▶ _PASSAGE PROVIDED_:
%%
- Born: 27 July 1900 Newcastle-upon-Tyne
- Died: 2 June 1967 (aged 66) Birmingham
- Allegiance: United Kingdom
- Branch: British Army
- Service years: 1939–1947
- Rank: Brigadier
- Service number: 88685
- Unit: Royal Army Medical Corps
- Conflicts: Second World War Battle of France; Western Desert campaign; Operation Overlord; Allied advance from Paris to the Rhine; Western Allied invasion of Germany; ;
- Awards: CBE Officer of the Legion of Merit (US)

= Ernest Bulmer =

English physician and British Army officer

Brigadier Ernest Bulmer, (27 July 1900 – 2 June 1967), was an English physician and British Army officer who served in World War II. As a consulting physician with the 21st Army Group he saw duty in the Battle of France, the Western Desert campaign and the campaigns in north-west Europe.

==Early life==
Ernest Bulmer was born in Newcastle-upon-Tyne on 27 July 1900, the son of Lilian ( Glover), a niece of Terrot R. Glover and Septimus Bulmer, a manufacturer of rope machines. He was educated at Dr Ehrlich's School, and then entered the University of Edinburgh, from which he earned the degree of MBBS with second class honours in 1922. While there he served with the University's contingent of the Officers' Training Corps.

Bulmer continued his medical studies with a year at a hospital in Paris, then undertook his residency at Birmingham General Hospital, where he became an assistant physician in 1925. He became a member of the Royal College of Physicians of Edinburgh in 1924 and a Doctor of Medicine the following year. In 1926 he became a member of the Royal College of Physicians, and was elected a Fellow in 1936. In 1927 Bulmer married Dr Eileen Wake, a fellow resident at the Birmingham General Hospital. They had one child, a son called Michael who became a biometrician.

==Second World War==
On 8 May 1939, Bulmer joined the 14th Birmingham Territorial Hospital as a medical specialist, with the rank of major. He served with the British Expeditionary Force (BEF) in the Battle of France, and was in charge of the Medical Division of the No. 2 General Hospital in the Western Desert campaign from October 1940 to February 1943, with the temporary rank of lieutenant colonel, for which he was made an Officer of the Order of the British Empire.
%%
▶ _PROBLEMS AND TASKS_:
a. In the Ernest Bulmer biography, what job did his father Septimus Bulmer have?
b. Reproduce the Ernest Bulmer biography from "Brigadier Ernest Bulmer, (27" to "Officers' Training Corps.", word for word.

▶ _SUPPLIED INFORMATION_:
%%
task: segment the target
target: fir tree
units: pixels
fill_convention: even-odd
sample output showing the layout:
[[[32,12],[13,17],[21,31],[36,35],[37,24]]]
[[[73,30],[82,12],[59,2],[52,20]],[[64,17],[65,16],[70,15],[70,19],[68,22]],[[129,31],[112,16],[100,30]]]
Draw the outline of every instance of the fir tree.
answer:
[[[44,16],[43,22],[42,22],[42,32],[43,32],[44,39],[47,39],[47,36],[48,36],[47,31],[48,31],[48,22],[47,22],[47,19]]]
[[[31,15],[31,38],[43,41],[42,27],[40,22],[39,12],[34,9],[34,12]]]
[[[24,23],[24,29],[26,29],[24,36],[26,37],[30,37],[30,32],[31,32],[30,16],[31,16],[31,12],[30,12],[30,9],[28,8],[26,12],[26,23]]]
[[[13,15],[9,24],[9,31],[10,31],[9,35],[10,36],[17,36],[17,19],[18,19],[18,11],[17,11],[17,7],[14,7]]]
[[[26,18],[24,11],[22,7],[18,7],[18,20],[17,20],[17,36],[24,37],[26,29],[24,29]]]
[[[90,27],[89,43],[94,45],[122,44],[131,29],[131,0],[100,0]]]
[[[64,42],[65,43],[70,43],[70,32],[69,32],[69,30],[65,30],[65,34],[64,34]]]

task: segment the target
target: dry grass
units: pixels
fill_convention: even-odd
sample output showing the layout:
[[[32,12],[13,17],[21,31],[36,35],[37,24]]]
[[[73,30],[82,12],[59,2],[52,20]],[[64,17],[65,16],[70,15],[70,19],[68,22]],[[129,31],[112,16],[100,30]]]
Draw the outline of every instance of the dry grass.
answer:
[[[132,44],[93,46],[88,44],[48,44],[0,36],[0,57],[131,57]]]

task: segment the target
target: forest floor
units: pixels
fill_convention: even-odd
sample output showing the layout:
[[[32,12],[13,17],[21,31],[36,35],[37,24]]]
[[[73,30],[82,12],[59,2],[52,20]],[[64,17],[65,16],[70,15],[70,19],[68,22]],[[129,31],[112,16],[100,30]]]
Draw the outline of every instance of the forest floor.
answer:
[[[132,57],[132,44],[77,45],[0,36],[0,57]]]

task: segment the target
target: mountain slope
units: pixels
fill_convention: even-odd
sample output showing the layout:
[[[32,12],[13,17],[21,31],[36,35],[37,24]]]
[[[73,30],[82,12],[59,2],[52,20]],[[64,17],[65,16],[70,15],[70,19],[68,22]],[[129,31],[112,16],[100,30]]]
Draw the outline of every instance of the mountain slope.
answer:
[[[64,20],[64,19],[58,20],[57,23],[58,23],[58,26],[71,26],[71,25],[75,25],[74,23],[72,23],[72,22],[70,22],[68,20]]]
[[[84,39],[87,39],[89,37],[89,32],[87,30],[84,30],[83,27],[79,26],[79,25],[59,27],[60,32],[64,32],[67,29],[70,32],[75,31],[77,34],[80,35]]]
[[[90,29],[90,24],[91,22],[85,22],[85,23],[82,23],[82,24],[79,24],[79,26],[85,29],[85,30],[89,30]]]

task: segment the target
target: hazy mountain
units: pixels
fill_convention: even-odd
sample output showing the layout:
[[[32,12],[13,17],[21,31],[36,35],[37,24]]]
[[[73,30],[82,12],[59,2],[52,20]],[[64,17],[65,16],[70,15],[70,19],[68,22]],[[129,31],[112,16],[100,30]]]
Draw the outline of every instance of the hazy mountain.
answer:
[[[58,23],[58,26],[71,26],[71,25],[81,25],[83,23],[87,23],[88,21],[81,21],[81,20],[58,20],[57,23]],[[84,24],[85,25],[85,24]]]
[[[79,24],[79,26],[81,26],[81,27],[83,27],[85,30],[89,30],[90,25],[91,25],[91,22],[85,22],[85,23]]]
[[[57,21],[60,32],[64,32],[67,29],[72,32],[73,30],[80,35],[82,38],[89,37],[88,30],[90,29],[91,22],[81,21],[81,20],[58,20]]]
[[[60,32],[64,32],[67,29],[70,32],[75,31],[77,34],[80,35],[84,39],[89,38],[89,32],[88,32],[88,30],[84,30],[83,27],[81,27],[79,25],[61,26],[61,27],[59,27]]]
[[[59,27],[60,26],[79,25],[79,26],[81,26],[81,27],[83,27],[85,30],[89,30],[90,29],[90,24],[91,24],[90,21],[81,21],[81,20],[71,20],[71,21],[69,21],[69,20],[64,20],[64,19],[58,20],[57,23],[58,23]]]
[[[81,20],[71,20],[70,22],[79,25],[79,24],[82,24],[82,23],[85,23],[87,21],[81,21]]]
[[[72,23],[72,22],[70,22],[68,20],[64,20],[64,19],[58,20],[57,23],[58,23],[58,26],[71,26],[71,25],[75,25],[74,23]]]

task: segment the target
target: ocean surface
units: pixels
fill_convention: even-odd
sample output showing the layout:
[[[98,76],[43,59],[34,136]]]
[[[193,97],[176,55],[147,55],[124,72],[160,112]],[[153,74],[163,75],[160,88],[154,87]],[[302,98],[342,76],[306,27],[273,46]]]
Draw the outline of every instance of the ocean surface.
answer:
%%
▶ _WRITTEN ANSWERS_:
a. He made rope machines.

b.
Brigadier Ernest Bulmer, (27 July 1900 – 2 June 1967), was an English physician and British Army officer who served in World War II. As a consulting physician with the 21st Army Group he saw duty in the Battle of France, the Western Desert campaign and the campaigns in north-west Europe.

==Early life==
Ernest Bulmer was born in Newcastle-upon-Tyne on 27 July 1900, the son of Lilian ( Glover), a niece of Terrot R. Glover and Septimus Bulmer, a manufacturer of rope machines. He was educated at Dr Ehrlich's School, and then entered the University of Edinburgh, from which he earned the degree of MBBS with second class honours in 1922. While there he served with the University's contingent of the Officers' Training Corps.